[INFORMATION GIVEN]
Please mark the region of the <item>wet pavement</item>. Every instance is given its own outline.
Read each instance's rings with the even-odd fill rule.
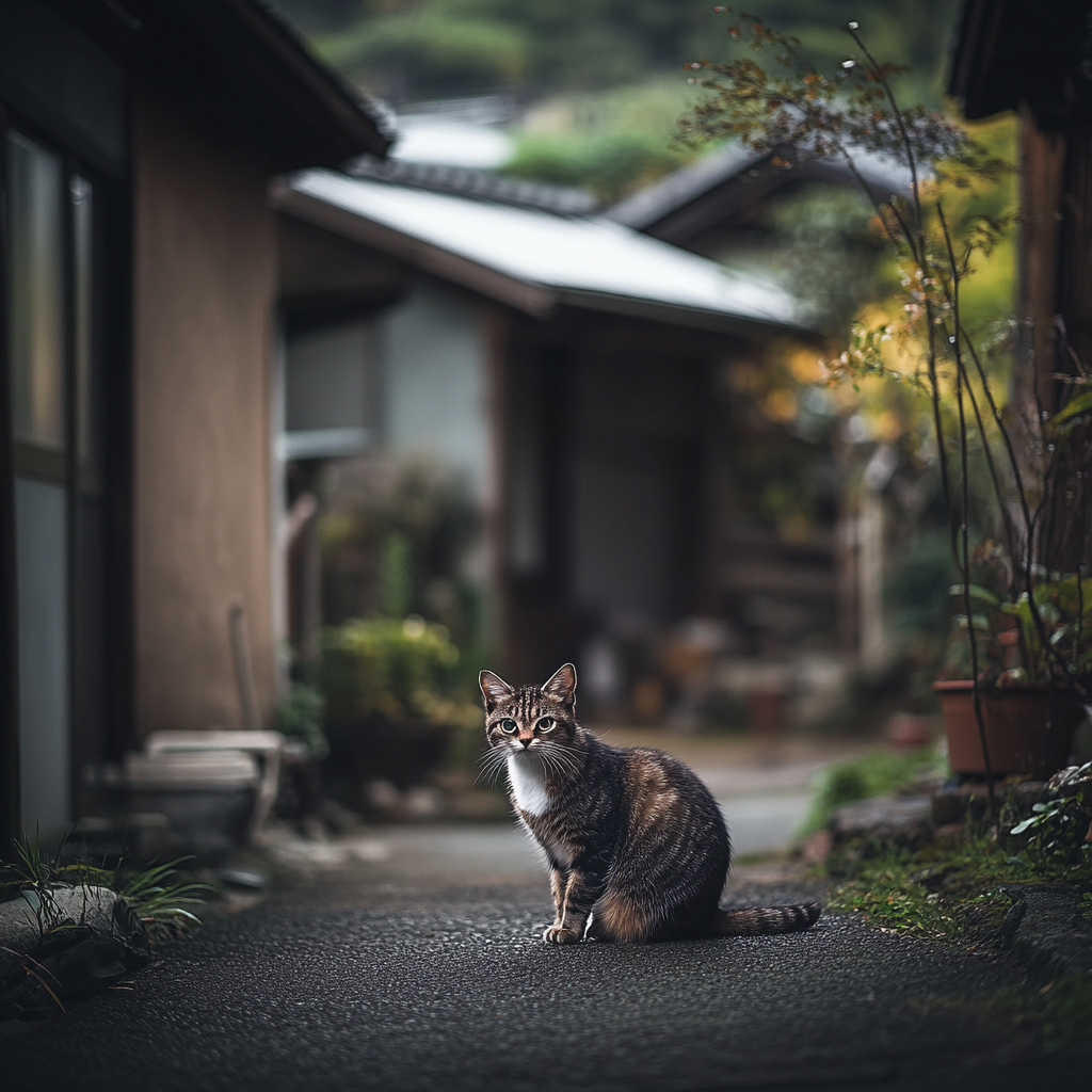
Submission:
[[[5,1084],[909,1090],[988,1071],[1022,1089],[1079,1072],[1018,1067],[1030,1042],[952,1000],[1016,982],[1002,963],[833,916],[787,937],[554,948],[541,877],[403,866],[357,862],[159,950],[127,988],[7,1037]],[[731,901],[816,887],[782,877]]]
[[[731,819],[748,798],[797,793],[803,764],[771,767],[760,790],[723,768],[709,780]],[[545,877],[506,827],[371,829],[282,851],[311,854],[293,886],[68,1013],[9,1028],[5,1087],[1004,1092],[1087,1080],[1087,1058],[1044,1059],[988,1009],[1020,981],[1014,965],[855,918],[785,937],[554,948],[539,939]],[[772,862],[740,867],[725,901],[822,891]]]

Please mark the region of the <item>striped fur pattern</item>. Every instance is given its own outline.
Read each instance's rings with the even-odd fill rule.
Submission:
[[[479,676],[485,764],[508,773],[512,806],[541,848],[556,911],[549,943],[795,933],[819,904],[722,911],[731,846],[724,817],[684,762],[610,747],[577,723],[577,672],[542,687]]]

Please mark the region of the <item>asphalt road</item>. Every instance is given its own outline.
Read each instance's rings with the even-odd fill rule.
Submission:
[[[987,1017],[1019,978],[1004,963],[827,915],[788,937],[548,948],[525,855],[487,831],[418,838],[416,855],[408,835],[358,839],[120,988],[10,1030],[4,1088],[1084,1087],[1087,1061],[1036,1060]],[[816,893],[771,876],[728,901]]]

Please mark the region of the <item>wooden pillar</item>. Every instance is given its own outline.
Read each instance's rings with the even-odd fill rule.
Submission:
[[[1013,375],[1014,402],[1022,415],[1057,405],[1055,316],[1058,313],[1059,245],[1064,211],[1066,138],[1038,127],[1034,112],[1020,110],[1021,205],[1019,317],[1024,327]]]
...
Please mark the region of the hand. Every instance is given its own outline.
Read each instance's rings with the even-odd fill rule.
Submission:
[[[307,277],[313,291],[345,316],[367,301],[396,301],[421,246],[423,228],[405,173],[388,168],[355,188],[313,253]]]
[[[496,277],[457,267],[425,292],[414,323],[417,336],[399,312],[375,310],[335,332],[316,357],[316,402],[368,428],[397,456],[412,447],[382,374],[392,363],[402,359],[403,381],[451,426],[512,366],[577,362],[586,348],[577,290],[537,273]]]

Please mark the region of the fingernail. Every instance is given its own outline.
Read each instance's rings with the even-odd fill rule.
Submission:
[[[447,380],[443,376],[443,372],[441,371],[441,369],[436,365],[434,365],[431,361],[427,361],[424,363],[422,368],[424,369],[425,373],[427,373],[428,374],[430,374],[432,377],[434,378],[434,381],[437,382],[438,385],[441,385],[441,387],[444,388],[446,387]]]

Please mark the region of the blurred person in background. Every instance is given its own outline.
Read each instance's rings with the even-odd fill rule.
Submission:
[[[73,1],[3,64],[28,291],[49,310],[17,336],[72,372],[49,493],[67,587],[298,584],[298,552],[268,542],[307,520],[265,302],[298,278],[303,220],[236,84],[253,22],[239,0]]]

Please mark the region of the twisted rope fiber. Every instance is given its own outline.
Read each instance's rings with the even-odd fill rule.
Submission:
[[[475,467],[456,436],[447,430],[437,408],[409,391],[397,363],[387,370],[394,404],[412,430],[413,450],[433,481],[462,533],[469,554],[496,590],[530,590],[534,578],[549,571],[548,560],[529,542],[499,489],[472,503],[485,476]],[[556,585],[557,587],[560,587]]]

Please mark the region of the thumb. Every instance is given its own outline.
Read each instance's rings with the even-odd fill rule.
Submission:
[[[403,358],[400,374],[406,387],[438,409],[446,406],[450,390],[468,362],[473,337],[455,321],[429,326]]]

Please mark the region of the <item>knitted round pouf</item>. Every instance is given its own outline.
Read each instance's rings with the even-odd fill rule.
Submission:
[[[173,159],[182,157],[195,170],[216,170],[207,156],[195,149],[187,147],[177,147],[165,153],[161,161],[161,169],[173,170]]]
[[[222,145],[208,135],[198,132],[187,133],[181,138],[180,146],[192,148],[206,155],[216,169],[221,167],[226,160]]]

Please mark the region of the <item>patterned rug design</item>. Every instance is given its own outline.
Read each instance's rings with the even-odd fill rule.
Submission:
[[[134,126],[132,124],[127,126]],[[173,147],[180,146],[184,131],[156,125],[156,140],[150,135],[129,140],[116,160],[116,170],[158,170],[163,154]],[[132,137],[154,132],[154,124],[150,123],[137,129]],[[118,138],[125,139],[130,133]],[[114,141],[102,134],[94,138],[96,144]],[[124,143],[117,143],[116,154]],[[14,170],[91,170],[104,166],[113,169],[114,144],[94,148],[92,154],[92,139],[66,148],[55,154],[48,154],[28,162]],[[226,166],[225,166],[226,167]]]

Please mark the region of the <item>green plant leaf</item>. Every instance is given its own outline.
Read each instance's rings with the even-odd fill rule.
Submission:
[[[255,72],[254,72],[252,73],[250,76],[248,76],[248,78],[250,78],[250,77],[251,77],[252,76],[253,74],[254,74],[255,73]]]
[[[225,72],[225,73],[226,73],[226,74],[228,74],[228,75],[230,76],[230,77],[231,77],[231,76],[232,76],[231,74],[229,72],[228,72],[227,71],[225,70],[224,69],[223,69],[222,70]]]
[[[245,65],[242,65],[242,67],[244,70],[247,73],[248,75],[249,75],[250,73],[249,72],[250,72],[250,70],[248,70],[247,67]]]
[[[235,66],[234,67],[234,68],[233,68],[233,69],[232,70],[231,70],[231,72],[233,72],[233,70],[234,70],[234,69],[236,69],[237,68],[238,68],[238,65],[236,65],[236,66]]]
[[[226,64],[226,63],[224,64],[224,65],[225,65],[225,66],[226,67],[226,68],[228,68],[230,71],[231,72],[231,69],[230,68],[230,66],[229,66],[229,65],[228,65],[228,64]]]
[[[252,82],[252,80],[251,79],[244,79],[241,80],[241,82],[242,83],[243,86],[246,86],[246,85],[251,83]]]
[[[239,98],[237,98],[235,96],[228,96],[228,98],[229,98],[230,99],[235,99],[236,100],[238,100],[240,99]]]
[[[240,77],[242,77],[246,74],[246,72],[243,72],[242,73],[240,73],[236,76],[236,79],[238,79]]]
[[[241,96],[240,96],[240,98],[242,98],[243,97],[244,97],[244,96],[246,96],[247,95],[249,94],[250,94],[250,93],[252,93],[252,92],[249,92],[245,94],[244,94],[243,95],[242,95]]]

[WRITTEN REQUEST] Report each line of the data that contains the string "Please". The match is case-sensitive.

[FULL ANSWER]
Please mark the region of the <item>wet pavement</item>. Every instance is given its own outline.
Please mark the region of the <item>striped fur pattern</item>. Every instance is given its own outline.
Please mark the region of the <item>asphalt road</item>. Every instance is given its own outline.
Please mark the region of the <item>wooden pillar</item>. Every instance is given its own outline.
Please mark the region of the hand. Every instance is given its own outline.
Please mark the region of the fingernail. Every instance is given its own outline.
Please mark the region of the blurred person in background. Every instance is given its own outline.
Please mark the region of the twisted rope fiber. Every instance is given its own outline.
Please mark the region of the thumb. Every instance is given its own outline.
Please mark the region of the <item>knitted round pouf</item>. Every instance is given its own outline.
Please mark the region of the <item>patterned rug design</item>. Every instance is given its own outline.
Please mark the region of the <item>green plant leaf</item>. Every instance is given its own outline.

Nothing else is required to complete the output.